▸ **What to work on**: Give back the line where "Every instance of the dark twig" appears and all the lines after it until the listing ends, unchanged and with nothing else.

▸ **Available data**:
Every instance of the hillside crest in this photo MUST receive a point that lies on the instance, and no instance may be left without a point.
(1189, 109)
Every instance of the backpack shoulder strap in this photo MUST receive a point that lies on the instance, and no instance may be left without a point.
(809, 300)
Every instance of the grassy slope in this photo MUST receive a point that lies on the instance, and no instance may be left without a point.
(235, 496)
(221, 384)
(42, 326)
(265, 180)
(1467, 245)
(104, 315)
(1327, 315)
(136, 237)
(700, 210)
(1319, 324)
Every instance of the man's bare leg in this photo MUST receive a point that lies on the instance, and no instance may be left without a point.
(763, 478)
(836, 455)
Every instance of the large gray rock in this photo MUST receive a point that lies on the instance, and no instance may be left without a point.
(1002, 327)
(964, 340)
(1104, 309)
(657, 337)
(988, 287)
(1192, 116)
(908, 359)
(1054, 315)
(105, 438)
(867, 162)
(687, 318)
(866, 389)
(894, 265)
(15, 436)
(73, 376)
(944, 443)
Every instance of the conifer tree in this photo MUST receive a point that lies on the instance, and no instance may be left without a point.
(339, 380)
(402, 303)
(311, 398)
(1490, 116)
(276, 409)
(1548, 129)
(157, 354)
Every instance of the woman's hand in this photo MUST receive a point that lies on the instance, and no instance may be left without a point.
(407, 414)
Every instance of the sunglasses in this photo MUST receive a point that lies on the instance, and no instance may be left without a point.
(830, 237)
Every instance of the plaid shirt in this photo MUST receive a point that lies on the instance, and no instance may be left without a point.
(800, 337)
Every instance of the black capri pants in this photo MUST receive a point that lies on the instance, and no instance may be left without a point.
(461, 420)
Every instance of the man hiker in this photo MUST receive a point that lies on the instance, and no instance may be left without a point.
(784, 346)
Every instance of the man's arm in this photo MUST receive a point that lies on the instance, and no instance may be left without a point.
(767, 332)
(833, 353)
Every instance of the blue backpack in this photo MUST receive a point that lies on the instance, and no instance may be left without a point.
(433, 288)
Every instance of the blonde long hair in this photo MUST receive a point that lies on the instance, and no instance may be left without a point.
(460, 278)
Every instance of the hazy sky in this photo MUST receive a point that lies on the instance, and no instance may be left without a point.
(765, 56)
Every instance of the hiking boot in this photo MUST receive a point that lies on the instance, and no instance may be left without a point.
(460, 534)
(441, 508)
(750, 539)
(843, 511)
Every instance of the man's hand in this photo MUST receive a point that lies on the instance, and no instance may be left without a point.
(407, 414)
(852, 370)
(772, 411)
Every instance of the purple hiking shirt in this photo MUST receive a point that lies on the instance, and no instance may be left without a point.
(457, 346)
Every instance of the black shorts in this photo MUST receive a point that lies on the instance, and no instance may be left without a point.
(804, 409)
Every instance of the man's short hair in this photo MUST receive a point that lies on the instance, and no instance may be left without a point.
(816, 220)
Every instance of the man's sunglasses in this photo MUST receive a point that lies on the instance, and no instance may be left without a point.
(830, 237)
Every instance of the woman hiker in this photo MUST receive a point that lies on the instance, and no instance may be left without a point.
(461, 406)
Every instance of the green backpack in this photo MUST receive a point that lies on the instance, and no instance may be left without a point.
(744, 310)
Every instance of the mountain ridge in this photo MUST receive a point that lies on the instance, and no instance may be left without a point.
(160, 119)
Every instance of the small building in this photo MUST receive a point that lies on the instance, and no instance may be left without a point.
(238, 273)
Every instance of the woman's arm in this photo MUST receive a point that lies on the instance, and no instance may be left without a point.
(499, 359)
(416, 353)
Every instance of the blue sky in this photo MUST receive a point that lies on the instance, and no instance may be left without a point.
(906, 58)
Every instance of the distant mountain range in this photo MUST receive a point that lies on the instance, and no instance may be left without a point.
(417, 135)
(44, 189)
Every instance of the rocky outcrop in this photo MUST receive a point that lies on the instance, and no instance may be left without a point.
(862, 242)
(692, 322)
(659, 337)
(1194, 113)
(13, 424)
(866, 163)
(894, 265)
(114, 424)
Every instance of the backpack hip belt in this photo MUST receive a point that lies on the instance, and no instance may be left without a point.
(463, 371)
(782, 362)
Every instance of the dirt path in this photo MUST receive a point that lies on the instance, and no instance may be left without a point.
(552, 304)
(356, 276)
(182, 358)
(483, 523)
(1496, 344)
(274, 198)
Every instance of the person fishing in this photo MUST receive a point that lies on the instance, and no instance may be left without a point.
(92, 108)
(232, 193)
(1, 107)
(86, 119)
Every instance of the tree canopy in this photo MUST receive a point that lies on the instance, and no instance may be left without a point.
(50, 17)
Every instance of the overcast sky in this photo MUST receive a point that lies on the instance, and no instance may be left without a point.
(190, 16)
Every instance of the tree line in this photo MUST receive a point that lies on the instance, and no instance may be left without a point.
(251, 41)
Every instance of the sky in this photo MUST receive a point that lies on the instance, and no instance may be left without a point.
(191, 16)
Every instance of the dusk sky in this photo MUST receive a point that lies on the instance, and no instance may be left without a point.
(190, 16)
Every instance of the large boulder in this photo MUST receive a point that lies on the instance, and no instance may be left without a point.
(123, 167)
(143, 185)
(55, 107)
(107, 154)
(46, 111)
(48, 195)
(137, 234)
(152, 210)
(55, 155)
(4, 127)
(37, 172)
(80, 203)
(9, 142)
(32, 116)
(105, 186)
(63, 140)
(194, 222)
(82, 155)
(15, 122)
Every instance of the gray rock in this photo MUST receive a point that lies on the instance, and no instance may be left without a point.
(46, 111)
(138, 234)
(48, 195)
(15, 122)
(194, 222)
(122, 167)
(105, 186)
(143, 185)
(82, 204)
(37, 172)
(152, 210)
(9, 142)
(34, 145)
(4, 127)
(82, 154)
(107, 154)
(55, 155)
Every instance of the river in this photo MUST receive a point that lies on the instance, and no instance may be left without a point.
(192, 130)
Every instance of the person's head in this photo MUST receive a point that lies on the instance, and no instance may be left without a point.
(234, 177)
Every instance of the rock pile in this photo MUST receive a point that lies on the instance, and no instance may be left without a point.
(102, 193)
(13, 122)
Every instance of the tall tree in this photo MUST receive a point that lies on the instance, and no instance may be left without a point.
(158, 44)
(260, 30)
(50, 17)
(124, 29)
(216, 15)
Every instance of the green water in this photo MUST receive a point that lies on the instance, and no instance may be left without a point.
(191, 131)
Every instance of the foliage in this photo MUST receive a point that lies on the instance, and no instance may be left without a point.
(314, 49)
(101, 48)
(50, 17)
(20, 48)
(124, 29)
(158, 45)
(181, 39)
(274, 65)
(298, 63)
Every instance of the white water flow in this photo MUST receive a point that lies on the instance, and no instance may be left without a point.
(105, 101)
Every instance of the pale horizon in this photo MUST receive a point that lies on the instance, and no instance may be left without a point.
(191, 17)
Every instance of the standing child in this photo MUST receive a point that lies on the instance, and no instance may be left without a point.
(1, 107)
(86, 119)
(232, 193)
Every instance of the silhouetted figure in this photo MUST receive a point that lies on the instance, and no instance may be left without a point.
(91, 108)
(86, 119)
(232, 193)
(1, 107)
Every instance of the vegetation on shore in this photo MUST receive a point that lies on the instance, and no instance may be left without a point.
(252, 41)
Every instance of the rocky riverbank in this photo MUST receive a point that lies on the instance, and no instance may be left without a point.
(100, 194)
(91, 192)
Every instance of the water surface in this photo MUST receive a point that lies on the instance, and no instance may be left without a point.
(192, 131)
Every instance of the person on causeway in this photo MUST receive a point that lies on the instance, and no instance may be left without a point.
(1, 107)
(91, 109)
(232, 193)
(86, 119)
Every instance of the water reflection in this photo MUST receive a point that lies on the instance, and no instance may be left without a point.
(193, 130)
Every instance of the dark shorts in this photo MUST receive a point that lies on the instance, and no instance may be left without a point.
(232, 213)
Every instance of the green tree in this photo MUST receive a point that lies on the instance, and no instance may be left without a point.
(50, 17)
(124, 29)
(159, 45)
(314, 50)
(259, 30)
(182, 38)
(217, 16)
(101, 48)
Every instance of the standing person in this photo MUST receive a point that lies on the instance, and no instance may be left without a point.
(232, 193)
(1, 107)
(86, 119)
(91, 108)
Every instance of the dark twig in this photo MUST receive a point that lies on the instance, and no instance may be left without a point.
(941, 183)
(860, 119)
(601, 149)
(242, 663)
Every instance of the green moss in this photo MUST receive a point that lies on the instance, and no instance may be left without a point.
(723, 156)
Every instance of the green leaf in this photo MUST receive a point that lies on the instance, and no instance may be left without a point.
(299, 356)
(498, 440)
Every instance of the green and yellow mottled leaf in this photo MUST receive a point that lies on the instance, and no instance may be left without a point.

▸ **Result of the task**:
Every instance of the dark twig in this photo MUST receive a point that lies on the instance, and no instance may be left without a point.
(941, 183)
(860, 119)
(601, 149)
(242, 663)
Every instance of the green moss in this photo MUST receive a point that lies on the instance, and no instance may be left without a point.
(723, 156)
Every instance of the green leaf in this photo MUST receive a point that lies on the instance, and no instance may be left without a point.
(299, 356)
(498, 440)
Every instance of the green and yellow mottled leaf in this photo MUST receive a point that lies on the instance, and no instance may be left without a point.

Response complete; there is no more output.